War Representation: Expanded Theaters

This construction merely tells part of the story of the history of British war representation. What about films that show war as a failed or unjustified enterprise? What about television programs that downplay the adventure of war in favor of its basic monotony and all-encompassing boredom? What about texts that belittle, deflate, or satirize war and warmongering? What about allegorical or symbolic treatments of war? Instead of war as triumphant and life-affirming, what about films that construct it as tragic and emotionally stultifying? Instead of war representation as expressed through narrative and visual modalities like melodrama and realism, what about war as imagined as fantastic, or even surrealistic?
This book argues that seemingly outlier and anomalous trends in war representation are actually central to understanding the range of attitudes toward Britain’s military past that competed during the postwar period, especially as relates to the history of film and television, but also generally, as pertains to cultural trends writ large. As with the general historical narrative in the history of British cinema (from stability during and immediately after World War II to a disrupted, unsettled production base, a changing audience, and the loss or modification of old genre traditions by the 1970s), war representation is best understood as a fracturing, diversifying phenomenon (Newland 2010, 12–13). Even as dominant representational registers persist—tales of heroism, patriotism, national heritage, the inherent necessity of war—a staggering range of oppositional voices sound-off. This book repositions the comparatively unpopular, obscure, and offbeat. These neglected films from one of Britain’s most long-lived genres bring a remarkable polysemy to what is often considered to be a monotonous and intellectually rote type of filmmaking. In general, this book seeks to restore messiness to the story of British war representation by looking at films about war that do not fit any neat generic definitions; films by expatriate filmmakers operating in Britain (and bringing to bear outsider sensibilities on an insular culture); and films that question every aspect of the military and war, in the process scrutinizing traditional class roles, deference, hierarchies, and the stiff upper lip.

= Challenge 1 =
Answer these questions from the text on British war representation:
(a) Which two narrative and visual modalities does the text name as the usual ways war representation is expressed?
(b) By which decade, according to the text, had British cinema seen the loss or modification of old genre traditions?
(c) What four things do films that question the military and war end up scrutinizing?

= The data =
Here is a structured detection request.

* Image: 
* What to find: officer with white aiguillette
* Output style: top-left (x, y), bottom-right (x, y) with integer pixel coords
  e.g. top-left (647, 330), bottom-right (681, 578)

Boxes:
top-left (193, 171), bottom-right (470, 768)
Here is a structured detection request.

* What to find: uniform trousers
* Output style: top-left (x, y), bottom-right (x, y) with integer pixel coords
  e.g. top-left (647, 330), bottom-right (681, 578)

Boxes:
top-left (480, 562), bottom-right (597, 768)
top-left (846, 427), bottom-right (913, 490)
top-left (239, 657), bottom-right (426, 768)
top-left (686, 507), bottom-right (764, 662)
* * *
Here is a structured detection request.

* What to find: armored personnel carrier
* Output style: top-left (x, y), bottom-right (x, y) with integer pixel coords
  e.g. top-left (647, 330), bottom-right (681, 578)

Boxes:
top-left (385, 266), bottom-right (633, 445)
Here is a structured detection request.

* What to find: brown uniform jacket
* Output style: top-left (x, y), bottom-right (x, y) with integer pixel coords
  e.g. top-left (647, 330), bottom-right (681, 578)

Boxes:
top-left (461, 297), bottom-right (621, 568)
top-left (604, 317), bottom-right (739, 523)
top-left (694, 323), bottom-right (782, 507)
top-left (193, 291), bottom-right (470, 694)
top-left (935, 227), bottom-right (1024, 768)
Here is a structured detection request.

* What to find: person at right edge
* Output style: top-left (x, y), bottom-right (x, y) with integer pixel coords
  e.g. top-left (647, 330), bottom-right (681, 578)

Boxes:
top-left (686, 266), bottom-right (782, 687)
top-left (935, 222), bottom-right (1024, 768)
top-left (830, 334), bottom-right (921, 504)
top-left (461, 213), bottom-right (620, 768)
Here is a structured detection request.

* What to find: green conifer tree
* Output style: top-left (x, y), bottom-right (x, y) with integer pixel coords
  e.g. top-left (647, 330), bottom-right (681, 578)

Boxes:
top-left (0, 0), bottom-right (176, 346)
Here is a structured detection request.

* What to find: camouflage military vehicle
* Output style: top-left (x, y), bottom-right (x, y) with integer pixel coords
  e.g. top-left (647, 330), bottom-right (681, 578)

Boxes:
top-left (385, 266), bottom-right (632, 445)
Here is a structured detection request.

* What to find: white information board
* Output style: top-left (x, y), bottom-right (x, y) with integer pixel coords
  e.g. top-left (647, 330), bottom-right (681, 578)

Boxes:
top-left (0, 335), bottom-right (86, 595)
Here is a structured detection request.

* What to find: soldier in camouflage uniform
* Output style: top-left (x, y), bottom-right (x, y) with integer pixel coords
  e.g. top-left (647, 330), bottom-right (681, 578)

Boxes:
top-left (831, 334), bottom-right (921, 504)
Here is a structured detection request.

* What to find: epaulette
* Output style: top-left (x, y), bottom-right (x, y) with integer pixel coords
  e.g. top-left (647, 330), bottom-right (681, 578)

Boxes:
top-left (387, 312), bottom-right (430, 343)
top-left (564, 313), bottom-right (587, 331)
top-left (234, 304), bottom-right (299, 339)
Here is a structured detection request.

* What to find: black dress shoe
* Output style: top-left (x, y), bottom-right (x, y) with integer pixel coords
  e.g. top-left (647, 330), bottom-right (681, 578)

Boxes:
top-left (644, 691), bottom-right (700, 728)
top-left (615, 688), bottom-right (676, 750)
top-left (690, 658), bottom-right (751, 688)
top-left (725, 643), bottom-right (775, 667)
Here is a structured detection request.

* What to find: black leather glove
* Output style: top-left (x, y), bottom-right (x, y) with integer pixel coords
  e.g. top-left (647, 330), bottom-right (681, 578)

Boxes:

= Challenge 2 =
Report every line of the entries that contains the word "uniform", copying each one in full.

= Correct response 1 =
(a) Melodrama and realism.
(b) The 1970s.
(c) Traditional class roles, deference, hierarchies, and the stiff upper lip.

= Correct response 2 =
* What to find: uniform trousers
* What to find: brown uniform jacket
* What to find: soldier in camouflage uniform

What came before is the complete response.